§ MATERIAL TO PROCESS:

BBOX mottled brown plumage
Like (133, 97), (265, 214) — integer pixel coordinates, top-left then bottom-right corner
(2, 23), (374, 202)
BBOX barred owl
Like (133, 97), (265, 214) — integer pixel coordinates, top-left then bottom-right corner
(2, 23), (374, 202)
---
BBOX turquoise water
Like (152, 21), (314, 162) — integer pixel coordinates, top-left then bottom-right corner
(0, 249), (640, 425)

§ EXERCISE REQUIREMENTS: Lay out the records from the line with "BBOX turquoise water" up to and including the line with "(0, 249), (640, 425)" as a two-column CSV with the headers instruction and response. Give one row per record, with its text under instruction and its answer under response, each in a single quoted field with line breaks turned into spaces.

§ SOLUTION FOR THIS TASK:
instruction,response
"BBOX turquoise water Like (152, 21), (314, 162) — integer pixel coordinates, top-left then bottom-right corner","(0, 249), (640, 425)"